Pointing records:
______________________________
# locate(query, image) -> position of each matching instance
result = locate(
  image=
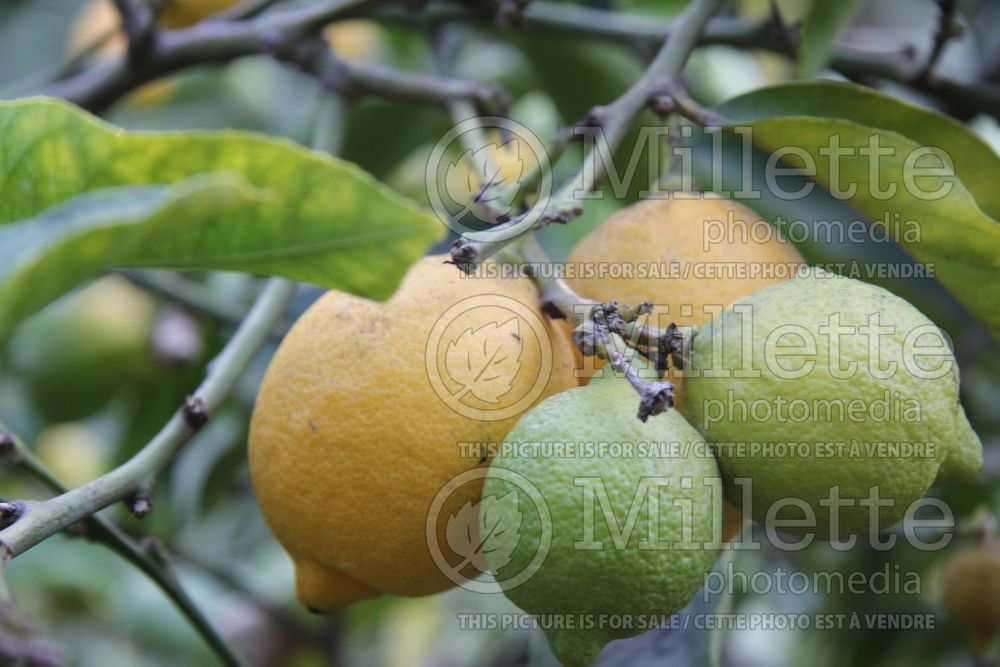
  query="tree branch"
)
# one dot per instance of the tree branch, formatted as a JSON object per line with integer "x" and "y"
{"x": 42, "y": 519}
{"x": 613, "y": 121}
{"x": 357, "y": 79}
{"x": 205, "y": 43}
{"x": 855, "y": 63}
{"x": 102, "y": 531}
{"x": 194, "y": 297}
______________________________
Exercise description:
Could you return every line of the data above unchanged, but without the picture?

Written response:
# locate(query, image) -> position of each matching instance
result = locate(
  image=
  query="tree branch"
)
# one dot per instance of the tree branch, formatted as a JSON object per line with integer "x" and "y"
{"x": 42, "y": 519}
{"x": 613, "y": 121}
{"x": 357, "y": 79}
{"x": 205, "y": 43}
{"x": 855, "y": 63}
{"x": 102, "y": 531}
{"x": 194, "y": 297}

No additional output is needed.